*TRECHO PARA LEITURA:*
============================================================

O Globo
Sair da negação e falar a verdade. Esse é o
primeiro passo para o país enfrentar a crise hídrica. Há 20 anos foi assim e
deu certo. O governo Bolsonaro permanece negando a gravidade da falta de água.
Fez uma MP para criar um comitê de gestão, que pode tudo menos decidir pelo
racionamento. Ontem foi anunciado aumento dos combustíveis, isso também afetará
a tarifa de energia. A inflação sobe, a popularidade despenca, a CPI revela
desmandos e corrupção e o governo tem medo de dizer a verdade sobre a crise
hídrica.
A crise de 2001 foi provocada pela falta de
planejamento, mas apesar de ser conhecido com “o apagão”, transformou-se num
“case” de sucesso de gestão. Um dos gestores daquela crise de 2001 foi David Zylbersztajn,
que na época era presidente da Agência Nacional do Petróleo. Ele compara:
– Tem agora uma repetição do erro do passado que foi entrar em negação, no início. Mas lá o sinal vermelho apareceu em maio. No dia primeiro de junho foi decretado o racionamento. Agora estamos em julho, o período seco está mais agudo e já perdemos mais de um mês em relação à ação tomada em 2001.
Ele acha que o risco de racionamento está
muito alto, muito além do aceitável. A grande vantagem é que em 2001 mais de
80% da energia consumida no Brasil era hidráulica. Agora, um pouco mais de 60%.
Foram desenvolvidas as energias eólica e solar, juntas têm mais de 10%, e
continuam crescendo. Além disso, foi instalado o parque térmico de energia
fóssil, e essas usinas, apesar de serem caras e sujas, foram colocadas no
sistema. Tudo isso atenuou o problema, mas ao mesmo tempo, aumentou o uso
competitivo da água.

============================================================

*REGISTROS FORNECIDOS:*
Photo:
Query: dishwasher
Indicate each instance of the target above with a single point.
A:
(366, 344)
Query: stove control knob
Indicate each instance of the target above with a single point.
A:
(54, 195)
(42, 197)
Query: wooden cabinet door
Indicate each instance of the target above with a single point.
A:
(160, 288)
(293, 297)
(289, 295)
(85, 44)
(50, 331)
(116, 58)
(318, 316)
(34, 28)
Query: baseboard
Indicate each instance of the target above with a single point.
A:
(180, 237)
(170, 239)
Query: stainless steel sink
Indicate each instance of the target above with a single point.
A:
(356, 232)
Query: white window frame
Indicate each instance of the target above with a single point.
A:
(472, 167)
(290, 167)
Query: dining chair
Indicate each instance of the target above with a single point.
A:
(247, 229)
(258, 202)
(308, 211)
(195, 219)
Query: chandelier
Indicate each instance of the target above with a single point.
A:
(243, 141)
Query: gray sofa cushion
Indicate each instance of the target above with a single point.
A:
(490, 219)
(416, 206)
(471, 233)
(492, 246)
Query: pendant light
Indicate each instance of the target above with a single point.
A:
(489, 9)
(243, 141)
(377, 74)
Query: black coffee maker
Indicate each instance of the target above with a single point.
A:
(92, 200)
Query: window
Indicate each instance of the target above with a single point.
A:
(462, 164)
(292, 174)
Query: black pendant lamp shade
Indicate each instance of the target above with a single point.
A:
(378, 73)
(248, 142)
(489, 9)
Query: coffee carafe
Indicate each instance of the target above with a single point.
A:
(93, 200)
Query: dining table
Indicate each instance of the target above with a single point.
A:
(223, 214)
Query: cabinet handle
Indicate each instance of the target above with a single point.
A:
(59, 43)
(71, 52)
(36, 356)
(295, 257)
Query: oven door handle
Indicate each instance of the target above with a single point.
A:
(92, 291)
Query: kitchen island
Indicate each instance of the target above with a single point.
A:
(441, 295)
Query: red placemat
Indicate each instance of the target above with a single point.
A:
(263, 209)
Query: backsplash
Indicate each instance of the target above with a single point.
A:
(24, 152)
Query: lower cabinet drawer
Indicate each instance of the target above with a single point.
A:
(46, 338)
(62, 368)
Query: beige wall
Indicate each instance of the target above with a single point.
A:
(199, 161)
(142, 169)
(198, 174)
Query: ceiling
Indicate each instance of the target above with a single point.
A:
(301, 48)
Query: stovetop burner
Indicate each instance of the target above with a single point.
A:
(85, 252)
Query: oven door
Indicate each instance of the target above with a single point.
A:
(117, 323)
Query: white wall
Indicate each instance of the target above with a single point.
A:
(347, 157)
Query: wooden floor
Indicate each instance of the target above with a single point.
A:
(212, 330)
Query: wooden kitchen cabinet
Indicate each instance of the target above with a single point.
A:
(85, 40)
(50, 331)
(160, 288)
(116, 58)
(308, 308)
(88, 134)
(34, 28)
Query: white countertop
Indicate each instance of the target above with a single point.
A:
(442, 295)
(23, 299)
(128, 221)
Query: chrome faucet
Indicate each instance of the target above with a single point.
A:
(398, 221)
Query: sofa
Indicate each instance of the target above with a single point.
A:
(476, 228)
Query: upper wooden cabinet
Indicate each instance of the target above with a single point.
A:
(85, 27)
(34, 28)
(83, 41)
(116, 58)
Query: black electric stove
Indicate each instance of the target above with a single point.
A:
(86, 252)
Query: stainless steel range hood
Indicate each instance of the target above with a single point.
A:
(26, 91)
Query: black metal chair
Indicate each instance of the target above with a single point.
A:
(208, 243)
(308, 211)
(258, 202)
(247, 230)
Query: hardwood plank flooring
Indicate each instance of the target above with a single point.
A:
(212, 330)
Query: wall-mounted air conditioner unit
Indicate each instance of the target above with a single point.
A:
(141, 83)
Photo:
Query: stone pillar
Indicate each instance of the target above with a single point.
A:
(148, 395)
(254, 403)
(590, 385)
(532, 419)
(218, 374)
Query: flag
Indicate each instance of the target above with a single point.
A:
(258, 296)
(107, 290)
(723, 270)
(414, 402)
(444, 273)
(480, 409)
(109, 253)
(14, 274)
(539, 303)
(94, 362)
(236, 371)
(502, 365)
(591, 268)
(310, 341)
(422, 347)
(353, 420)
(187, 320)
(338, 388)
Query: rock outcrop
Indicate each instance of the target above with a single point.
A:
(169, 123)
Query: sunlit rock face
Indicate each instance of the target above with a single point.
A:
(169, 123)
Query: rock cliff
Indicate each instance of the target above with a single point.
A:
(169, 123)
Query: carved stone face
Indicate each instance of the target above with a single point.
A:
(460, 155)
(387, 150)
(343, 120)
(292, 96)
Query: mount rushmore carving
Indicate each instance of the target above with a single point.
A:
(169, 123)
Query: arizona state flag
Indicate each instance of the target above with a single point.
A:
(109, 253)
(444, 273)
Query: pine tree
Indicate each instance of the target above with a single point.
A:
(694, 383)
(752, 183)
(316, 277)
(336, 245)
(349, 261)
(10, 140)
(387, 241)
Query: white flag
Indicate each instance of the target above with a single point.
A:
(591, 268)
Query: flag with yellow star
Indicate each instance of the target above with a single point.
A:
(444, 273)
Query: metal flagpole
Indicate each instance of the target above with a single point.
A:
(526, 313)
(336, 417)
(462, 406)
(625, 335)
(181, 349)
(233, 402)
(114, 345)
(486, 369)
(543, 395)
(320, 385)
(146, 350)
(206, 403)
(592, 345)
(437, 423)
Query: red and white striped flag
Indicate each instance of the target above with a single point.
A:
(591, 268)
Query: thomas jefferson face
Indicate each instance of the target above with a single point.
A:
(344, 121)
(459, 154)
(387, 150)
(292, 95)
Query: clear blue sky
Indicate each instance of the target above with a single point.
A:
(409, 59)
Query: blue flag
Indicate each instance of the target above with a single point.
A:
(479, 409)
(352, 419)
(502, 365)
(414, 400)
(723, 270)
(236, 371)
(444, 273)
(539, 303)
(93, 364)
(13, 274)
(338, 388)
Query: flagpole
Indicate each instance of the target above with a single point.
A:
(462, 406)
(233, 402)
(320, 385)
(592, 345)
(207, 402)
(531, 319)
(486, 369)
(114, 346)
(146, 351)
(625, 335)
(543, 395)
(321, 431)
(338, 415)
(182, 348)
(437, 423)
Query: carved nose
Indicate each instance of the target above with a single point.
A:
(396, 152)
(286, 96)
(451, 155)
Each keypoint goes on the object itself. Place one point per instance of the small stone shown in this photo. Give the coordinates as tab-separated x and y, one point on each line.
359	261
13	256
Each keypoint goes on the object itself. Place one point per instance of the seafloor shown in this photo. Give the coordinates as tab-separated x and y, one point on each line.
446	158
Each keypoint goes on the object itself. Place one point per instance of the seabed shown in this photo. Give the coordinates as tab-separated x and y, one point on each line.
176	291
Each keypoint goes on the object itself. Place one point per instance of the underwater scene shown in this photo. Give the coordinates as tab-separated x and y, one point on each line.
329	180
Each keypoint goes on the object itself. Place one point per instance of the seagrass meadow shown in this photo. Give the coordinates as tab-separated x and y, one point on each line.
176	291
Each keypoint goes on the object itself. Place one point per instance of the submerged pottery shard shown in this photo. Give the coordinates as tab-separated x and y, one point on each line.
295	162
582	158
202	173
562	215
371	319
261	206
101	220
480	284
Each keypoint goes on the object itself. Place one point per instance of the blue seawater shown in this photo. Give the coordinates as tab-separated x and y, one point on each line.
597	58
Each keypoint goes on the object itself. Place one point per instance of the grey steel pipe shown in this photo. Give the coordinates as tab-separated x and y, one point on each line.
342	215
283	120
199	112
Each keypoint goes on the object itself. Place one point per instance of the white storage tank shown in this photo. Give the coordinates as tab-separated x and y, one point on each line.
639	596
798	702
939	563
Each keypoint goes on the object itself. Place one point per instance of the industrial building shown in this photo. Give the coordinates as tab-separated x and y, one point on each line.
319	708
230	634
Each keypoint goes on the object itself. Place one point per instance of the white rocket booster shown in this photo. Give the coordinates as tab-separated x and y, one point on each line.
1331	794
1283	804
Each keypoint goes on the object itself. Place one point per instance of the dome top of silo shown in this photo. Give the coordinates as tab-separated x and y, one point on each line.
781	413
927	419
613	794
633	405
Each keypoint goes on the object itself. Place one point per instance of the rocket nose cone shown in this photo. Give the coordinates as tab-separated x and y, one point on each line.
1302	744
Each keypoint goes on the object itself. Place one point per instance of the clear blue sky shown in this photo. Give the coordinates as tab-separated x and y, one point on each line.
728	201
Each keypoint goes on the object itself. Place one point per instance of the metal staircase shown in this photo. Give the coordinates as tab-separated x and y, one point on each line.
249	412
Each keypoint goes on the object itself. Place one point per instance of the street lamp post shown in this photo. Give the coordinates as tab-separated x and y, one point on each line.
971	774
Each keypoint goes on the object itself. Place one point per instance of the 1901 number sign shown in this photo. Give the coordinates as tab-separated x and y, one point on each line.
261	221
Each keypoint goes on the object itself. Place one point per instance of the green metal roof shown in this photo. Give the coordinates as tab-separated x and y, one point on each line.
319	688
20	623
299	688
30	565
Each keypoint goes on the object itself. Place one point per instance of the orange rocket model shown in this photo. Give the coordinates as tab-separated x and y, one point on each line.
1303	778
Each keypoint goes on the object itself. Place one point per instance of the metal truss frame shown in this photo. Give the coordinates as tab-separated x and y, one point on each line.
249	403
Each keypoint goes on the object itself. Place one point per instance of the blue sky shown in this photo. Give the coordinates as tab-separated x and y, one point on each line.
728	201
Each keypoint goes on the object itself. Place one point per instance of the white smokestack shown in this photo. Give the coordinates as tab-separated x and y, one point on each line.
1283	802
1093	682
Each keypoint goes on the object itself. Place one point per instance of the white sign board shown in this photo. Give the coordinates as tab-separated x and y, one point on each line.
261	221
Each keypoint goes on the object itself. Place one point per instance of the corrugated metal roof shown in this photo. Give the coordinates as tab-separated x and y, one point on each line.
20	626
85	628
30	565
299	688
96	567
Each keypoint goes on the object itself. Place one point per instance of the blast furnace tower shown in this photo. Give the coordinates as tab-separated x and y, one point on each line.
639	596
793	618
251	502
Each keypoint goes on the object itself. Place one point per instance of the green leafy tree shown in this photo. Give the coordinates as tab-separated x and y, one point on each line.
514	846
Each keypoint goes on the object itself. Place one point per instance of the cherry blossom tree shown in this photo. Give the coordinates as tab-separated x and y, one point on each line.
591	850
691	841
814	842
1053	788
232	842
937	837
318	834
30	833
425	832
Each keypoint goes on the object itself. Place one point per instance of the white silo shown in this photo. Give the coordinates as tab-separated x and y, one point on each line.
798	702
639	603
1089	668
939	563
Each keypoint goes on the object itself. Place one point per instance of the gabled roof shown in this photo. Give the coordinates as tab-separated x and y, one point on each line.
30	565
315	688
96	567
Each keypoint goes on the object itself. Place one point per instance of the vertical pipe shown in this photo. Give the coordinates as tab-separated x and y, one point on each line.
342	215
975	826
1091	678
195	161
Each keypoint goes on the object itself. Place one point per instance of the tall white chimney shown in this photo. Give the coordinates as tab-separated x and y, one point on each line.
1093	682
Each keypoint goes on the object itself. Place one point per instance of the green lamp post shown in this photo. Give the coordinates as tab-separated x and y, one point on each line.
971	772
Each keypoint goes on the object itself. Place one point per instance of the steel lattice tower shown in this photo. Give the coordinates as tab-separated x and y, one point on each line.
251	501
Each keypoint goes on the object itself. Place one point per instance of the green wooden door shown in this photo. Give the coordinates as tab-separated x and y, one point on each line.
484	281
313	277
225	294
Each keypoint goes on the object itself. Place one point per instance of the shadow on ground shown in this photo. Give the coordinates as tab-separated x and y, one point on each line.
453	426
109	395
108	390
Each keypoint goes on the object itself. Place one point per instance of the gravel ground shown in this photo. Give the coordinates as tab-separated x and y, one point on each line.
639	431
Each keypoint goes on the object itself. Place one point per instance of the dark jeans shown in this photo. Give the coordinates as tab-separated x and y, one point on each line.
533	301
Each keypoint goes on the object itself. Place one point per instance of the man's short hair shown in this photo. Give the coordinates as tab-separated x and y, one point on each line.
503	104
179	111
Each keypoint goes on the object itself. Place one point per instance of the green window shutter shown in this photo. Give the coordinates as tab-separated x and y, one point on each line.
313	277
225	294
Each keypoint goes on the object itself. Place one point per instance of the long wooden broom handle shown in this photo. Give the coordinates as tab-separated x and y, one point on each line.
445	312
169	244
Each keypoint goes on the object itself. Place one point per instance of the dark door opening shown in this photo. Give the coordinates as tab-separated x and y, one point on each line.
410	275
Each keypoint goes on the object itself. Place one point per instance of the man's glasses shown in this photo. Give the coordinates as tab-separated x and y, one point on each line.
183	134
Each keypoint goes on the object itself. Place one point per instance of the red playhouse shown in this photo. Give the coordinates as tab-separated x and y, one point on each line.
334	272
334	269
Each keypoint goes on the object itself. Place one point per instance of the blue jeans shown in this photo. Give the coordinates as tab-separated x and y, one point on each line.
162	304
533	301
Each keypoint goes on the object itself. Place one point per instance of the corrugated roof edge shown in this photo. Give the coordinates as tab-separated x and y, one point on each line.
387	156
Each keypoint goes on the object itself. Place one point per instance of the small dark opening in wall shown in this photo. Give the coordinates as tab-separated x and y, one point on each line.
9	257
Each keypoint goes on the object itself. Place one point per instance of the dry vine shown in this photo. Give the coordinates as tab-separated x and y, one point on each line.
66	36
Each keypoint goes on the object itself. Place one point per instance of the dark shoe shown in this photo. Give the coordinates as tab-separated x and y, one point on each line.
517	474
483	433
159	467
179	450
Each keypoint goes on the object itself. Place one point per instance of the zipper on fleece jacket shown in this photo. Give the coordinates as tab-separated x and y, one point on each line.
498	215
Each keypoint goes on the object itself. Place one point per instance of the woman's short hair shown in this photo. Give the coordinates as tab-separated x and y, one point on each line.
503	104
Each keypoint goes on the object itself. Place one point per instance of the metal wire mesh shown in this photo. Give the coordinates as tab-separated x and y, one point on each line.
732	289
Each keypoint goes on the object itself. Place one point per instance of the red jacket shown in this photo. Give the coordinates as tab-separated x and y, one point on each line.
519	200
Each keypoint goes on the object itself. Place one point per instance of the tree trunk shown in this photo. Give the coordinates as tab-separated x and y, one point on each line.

============================================================

*REQUISITOS DO EXERCÍCIO:*
1) Reescreva o texto sobre a crise hídrica entre "A crise de 2001 foi provocada" e "mais de 60%.", inclusive, trocando "período seco" por "período de estiagem".
2) Retome o texto sobre a crise hídrica e dê continuação a ele a partir do ponto em que termina.

*RESPOSTAS EM ORDEM:*
1)
A crise de 2001 foi provocada pela falta de
planejamento, mas apesar de ser conhecido com “o apagão”, transformou-se num
“case” de sucesso de gestão. Um dos gestores daquela crise de 2001 foi David Zylbersztajn,
que na época era presidente da Agência Nacional do Petróleo. Ele compara:
– Tem agora uma repetição do erro do passado que foi entrar em negação, no início. Mas lá o sinal vermelho apareceu em maio. No dia primeiro de junho foi decretado o racionamento. Agora estamos em julho, o período de estiagem está mais agudo e já perdemos mais de um mês em relação à ação tomada em 2001.
Ele acha que o risco de racionamento está
muito alto, muito além do aceitável. A grande vantagem é que em 2001 mais de
80% da energia consumida no Brasil era hidráulica. Agora, um pouco mais de 60%.

2)
As hidrelétricas mais velhas eram com
reservatórios, e as que foram construídas depois são a fio d’água. Nos anos 80
chegou a haver planejamento plurianual para cinco anos.
– Agora não tem nem para um. E nem tem como
ser diferente. Pegue Belo Monte, o lago que estava previsto iria inundar
aldeias indígenas e uma parte da cidade de Altamira. Belo Monte segurou a
produção de energia até agora, mas vai começar a cair drasticamente– disse
David.
A construção da usina produziu um grande
estrago ambiental mesmo sendo sem o reservatório previsto. E tem uma oscilação
na capacidade de produção enorme, que começa a declinar justamente agora no
período mais seco. Em agosto e setembro estará gerando em torno da metade da
sua capacidade. O que mudou fortemente nesse período de vinte anos foi a eólica
que chegou a segurar, em alguns dias, 100% da demanda do Nordeste. A escassez é
principalmente no Sudeste, onde está 60% a 70% da acumulação necessária do
Brasil todo.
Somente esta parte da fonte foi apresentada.